→ **Directions for this task**
Find each row below that contains the word "white", and copy every such row in full.

-- start of Information supplied --

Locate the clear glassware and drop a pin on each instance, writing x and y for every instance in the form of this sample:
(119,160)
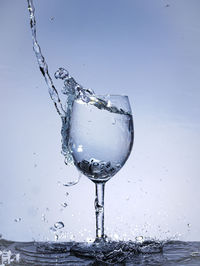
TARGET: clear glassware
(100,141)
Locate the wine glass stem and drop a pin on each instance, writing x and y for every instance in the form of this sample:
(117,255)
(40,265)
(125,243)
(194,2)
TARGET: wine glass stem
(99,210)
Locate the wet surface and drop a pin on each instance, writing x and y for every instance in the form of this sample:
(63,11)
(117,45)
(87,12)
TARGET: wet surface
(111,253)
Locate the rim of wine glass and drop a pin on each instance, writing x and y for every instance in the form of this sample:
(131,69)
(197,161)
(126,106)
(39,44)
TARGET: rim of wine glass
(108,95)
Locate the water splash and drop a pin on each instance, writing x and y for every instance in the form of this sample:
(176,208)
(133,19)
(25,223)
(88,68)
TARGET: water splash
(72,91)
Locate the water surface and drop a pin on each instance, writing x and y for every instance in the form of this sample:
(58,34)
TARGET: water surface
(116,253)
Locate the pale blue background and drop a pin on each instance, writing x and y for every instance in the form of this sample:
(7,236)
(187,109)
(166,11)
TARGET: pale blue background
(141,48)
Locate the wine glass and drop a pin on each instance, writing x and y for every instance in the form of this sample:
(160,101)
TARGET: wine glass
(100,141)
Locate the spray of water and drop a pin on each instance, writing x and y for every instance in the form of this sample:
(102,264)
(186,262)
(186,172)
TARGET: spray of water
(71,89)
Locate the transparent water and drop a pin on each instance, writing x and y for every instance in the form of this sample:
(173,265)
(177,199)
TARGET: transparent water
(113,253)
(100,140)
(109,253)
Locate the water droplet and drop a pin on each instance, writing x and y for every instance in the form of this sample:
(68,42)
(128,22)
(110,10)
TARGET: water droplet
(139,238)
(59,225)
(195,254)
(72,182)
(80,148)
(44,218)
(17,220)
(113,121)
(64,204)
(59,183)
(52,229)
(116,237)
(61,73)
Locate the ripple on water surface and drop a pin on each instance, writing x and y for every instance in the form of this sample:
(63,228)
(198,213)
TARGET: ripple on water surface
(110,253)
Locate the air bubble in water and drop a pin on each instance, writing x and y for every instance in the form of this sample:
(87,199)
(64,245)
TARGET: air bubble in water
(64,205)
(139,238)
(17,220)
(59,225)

-- end of Information supplied --
-- start of Information supplied --

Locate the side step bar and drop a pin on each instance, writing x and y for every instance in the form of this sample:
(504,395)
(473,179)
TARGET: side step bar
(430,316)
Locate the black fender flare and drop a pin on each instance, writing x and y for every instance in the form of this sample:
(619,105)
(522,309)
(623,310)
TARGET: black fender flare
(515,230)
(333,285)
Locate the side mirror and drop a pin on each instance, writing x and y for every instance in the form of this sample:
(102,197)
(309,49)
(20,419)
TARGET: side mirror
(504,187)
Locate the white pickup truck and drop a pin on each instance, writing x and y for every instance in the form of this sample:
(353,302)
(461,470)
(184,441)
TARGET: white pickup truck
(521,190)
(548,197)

-- end of Information supplied --

→ **Problem solution**
Locate the white pickup truck and drop a pin on each instance, writing x and y for every instance in the form of this sample:
TARGET: white pickup truck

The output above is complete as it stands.